■ PAGE
- - -
A YouTube spokeswoman declined to comment.
What role does Google's technology play in displaying ads across
the web?
In automated online advertising, there is a chain of
intermediaries between the companies who want to buy ads and the
websites -- say, news sites or blogs -- that are putting their ad
space up for sale. Google owns the dominant product at each link of
that chain. The company became a major player in this area after
its 2010 acquisition of the ad tech company DoubleClick and has
expanded over time.
Now, Google's tool allowing publishers to offer up ad space for
sale has more than 90% market share, according to U.K. competition
officials, while its product that serves ads on behalf of
advertisers has more than 80% market share, and its exchange --
where auctions between buyers and sellers happen in a fraction of a
second -- has more than 50% market share.
Google argues in its blog post that the online advertising space
is "famously crowded" with competitors.
What about all the data Google collects on users?
- - -
■ COLLECTED MATERIAL
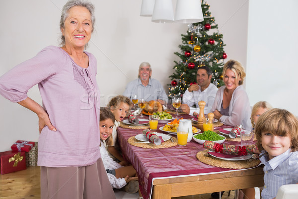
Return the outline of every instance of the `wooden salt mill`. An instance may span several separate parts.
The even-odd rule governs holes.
- - -
■ WRITTEN INSTRUCTION 1
Answer these questions using the passage on Google's ad technology:
(a) Which ad tech company did Google acquire in 2010?
(b) According to U.K. competition officials, what market share does Google's tool for publishers to offer ad space for sale have?
(c) How does Google's blog post describe the online advertising space?
■ WRITTEN INSTRUCTION 2
In the passage on Google's ad technology, duplicate the stretch from "Now, Google's tool" through "50% market share.".

■ FINISHED ANSWER 1
(a) DoubleClick
(b) More than 90%
(c) As "famously crowded" with competitors

■ FINISHED ANSWER 2
Now, Google's tool allowing publishers to offer up ad space for
sale has more than 90% market share, according to U.K. competition
officials, while its product that serves ads on behalf of
advertisers has more than 80% market share, and its exchange --
where auctions between buyers and sellers happen in a fraction of a
second -- has more than 50% market share.